== Quoted passage

This work concerns the relationships and interaction that exist between Outsiders and Locals in a multi-ethnic settlement in the Canadian sub-arctic. The Outsiders are non-permanent white residents, usually, but not always, representatives of various government, commercial and religious institutions. The Locals include Eskimo, Indian, Metis and white residents who look upon Aklavik, or at least the North, as their permanent home. Each of these groups, Locals and Outsiders, displays its own particular social and cultural characteristics. The development of the two groups and the type of relationship that exists between them is described in historical and contemporary perspective. -- Specifically, the work focusses on two influential Aklavik residents and their relationship is analysed in respect to two settings. In the context of the Settlement Council the government administrator (Outsider) has considerable influence and emerges as patron with Mrs. Stockholm (Local) as his client. Their relationship is reversed in the setting of some special events in Aklavik and Mrs. Stockholm demonstrates her ability to recruit the administrator as her client. - The norms, values and behaviour pertaining to both Outsiders and Locals are discussed in relation to these two settings. On the macro-level (e.g. the Council) Outsider values predominate and the Locals respond with behaviour characteristic of 'atomistic'-type societies while symbolically competing with the Outsiders. On the micro-level (e.g., special events) Local values predominate and the Locals are seen to display situational leadership and communalism while engaging in direct competition with the Outsiders.

====
== Records for this exercise

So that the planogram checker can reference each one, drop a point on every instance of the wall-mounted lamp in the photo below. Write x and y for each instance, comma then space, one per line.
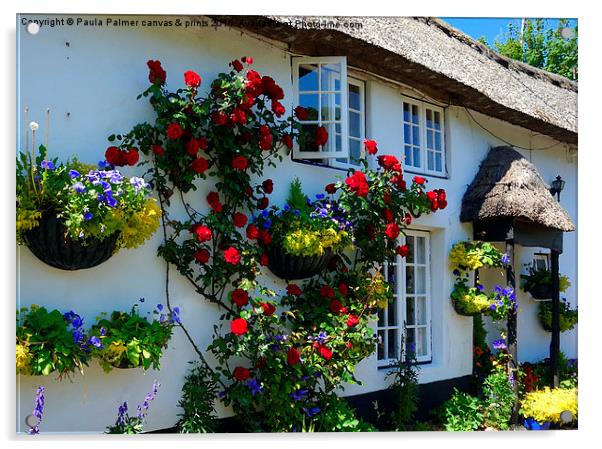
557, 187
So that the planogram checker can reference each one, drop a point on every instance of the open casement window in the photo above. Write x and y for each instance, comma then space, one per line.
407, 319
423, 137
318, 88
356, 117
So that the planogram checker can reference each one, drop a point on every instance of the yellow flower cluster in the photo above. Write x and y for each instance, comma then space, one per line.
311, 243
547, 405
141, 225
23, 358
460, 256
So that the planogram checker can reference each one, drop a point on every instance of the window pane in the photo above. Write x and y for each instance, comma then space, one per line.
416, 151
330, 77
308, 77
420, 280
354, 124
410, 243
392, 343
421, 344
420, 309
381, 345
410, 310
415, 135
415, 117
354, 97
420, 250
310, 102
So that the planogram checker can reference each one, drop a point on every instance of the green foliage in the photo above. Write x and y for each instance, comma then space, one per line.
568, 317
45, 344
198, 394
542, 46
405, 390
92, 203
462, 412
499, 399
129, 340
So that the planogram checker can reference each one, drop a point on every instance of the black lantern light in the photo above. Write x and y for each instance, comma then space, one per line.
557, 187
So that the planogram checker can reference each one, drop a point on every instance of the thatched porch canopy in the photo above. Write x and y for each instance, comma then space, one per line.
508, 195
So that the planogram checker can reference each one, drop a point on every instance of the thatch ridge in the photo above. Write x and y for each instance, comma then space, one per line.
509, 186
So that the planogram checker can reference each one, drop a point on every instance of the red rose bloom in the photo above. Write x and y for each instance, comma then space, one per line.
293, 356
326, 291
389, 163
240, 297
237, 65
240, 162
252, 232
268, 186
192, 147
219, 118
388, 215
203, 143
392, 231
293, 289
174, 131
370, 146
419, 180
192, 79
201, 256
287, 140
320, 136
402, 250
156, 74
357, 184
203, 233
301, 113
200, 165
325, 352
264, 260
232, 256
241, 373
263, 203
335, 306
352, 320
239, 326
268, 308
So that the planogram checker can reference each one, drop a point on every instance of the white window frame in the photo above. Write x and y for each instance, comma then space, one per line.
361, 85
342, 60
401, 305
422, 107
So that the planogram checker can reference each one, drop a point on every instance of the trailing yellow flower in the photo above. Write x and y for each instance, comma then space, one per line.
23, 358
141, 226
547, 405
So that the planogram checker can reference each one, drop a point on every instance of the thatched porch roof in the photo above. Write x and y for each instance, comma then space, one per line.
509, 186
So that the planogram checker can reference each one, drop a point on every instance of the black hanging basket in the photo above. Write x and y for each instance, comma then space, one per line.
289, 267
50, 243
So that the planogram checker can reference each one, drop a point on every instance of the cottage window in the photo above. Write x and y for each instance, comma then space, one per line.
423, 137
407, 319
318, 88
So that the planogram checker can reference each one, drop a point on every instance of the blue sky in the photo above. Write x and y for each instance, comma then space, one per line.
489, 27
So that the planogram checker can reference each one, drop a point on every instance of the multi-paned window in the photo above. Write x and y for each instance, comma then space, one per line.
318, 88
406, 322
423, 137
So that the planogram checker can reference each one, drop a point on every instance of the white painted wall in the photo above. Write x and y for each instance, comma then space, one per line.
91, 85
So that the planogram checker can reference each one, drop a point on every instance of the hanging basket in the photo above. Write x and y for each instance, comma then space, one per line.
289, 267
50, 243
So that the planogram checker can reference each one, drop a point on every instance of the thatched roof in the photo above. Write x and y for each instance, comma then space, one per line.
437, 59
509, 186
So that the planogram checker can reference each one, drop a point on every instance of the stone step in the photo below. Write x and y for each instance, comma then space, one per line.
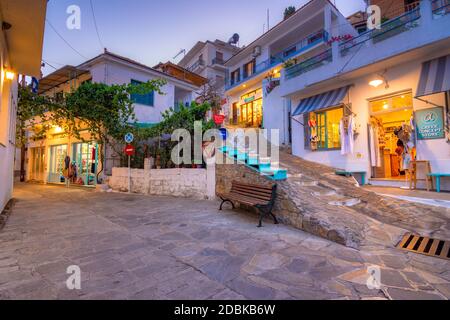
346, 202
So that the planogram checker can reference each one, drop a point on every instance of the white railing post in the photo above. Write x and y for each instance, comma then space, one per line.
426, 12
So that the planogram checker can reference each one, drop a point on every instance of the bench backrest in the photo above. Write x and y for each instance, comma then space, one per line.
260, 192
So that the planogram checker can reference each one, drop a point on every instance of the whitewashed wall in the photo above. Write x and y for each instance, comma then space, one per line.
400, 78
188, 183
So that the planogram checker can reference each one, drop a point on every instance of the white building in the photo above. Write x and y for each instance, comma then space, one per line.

====
== Records for this exercise

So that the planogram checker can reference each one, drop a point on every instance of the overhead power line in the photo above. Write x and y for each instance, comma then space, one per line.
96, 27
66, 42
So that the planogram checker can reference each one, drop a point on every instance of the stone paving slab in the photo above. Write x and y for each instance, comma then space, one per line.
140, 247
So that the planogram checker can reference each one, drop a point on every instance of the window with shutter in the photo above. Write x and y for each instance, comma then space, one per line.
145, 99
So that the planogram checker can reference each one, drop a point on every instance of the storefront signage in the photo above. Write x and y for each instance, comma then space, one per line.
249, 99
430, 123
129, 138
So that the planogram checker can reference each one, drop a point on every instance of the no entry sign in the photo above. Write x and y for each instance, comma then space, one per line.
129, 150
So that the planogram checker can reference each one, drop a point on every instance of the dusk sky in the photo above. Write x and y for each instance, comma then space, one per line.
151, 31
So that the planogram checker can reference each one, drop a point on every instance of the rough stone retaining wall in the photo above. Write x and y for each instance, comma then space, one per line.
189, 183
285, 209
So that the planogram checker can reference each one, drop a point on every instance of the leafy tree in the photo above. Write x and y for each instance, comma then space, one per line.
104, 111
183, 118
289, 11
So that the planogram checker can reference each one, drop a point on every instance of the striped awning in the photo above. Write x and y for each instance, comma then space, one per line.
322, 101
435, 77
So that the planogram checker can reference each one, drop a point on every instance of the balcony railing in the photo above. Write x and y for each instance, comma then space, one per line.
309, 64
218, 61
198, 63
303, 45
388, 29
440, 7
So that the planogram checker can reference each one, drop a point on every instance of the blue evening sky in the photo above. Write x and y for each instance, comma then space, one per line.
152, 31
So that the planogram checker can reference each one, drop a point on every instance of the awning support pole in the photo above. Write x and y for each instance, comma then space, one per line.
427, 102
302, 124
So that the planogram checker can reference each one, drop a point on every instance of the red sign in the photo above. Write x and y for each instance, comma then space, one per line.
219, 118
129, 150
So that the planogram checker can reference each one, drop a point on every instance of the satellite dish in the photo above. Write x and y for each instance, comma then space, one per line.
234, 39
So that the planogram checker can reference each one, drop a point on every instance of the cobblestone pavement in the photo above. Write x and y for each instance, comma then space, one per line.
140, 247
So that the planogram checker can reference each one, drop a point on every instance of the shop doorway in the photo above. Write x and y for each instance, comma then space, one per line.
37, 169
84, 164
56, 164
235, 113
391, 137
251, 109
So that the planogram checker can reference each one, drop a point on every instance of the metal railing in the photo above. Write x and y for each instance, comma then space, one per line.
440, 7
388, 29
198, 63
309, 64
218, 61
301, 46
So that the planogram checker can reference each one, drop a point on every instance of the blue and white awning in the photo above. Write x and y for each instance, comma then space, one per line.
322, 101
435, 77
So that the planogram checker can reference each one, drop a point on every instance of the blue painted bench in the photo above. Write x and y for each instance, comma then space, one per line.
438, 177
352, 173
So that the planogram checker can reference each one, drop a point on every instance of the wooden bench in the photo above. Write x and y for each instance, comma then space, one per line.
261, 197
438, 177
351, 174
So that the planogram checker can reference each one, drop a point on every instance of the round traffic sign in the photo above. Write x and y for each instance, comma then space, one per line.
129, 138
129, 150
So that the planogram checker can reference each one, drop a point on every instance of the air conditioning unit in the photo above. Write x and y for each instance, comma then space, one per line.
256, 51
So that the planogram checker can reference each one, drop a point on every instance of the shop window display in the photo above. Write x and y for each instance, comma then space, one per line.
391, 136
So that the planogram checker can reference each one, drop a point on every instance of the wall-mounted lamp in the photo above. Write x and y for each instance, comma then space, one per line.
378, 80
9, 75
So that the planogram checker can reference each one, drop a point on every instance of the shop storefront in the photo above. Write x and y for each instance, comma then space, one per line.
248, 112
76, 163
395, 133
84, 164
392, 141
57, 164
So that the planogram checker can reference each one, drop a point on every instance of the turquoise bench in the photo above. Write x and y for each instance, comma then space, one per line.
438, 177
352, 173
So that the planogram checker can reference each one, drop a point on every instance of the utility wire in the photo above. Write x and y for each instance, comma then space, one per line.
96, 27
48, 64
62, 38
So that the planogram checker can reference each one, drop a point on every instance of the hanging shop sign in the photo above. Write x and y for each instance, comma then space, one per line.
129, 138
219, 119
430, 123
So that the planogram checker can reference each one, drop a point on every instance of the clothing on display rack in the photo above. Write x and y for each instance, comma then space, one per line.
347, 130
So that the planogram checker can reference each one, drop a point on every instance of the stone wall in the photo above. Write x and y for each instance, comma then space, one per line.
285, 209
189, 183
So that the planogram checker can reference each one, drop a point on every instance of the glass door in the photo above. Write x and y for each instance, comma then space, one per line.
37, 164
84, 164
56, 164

====
== Records for this exercise

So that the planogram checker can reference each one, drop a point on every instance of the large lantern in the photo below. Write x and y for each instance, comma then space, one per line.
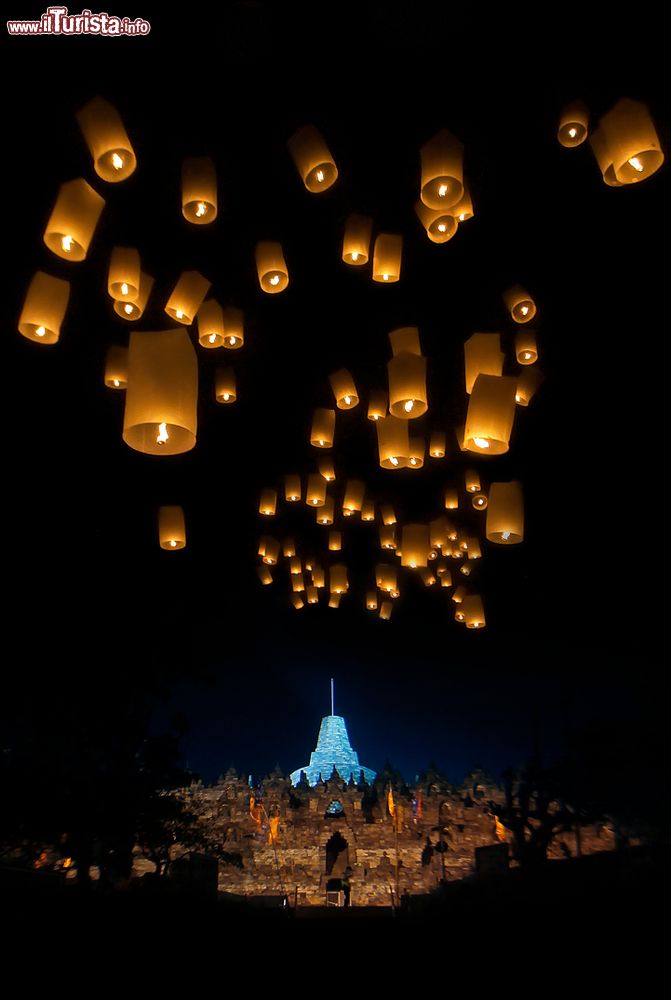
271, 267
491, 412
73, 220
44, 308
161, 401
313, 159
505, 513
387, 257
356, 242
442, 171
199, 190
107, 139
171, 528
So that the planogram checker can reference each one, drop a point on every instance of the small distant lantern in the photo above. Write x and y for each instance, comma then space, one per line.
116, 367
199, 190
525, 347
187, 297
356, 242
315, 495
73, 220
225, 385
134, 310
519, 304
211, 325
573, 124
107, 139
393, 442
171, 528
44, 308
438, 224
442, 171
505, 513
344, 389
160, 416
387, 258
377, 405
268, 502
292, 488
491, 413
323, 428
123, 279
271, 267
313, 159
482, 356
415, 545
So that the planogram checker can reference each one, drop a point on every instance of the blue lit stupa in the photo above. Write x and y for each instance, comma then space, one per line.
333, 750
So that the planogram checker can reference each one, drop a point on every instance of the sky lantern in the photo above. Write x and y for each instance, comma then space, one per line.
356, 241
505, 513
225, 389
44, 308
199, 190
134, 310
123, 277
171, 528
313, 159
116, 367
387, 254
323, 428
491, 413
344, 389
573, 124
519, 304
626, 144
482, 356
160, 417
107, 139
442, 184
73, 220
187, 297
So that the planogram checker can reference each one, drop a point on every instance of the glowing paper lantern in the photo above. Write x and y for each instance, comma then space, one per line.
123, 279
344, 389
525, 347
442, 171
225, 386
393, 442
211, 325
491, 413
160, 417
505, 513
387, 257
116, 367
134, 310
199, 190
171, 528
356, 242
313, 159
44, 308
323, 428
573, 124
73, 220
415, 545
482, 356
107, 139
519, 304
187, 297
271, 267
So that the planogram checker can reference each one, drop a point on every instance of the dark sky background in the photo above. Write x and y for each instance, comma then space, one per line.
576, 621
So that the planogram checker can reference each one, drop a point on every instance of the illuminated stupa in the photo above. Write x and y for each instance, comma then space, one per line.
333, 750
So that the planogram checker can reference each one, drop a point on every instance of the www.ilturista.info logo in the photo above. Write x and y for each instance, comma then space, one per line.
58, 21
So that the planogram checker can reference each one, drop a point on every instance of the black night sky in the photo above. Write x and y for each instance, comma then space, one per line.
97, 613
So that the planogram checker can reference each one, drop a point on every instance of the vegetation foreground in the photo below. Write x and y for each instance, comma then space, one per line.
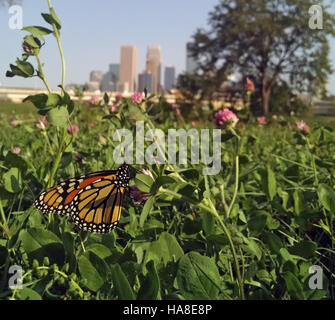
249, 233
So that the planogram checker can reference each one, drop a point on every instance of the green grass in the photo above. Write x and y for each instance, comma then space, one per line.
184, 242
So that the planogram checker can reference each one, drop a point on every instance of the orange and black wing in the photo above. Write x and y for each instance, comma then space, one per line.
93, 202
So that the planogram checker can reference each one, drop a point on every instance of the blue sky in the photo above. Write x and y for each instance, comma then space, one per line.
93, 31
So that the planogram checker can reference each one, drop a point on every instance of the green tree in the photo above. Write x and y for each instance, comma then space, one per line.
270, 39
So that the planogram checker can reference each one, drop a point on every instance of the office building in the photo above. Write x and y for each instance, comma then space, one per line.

====

* Set task 1 *
Translate this sentence from the Aklavik abstract into Spanish: "The development of the two groups and the type of relationship that exists between them is described in historical and contemporary perspective."
* Set task 2 *
In the records, rewrite everything from the line with "the green tree" to the line with "of the office" as a numbered list.
The Aklavik abstract and the records have no connection to each other.

* Finished answer 1 *
El desarrollo de los dos grupos y el tipo de relación que existe entre ellos se describen desde una perspectiva histórica y contemporánea.

* Finished answer 2 *
1. So that the planogram checker can reference each one, drop a point on every instance of the green tree in the photo above. Write x and y for each instance, comma then space, one per line.
2. 270, 39
3. So that the planogram checker can reference each one, drop a point on every instance of the office building in the photo above. Write x and y for each instance, comma then space, one per line.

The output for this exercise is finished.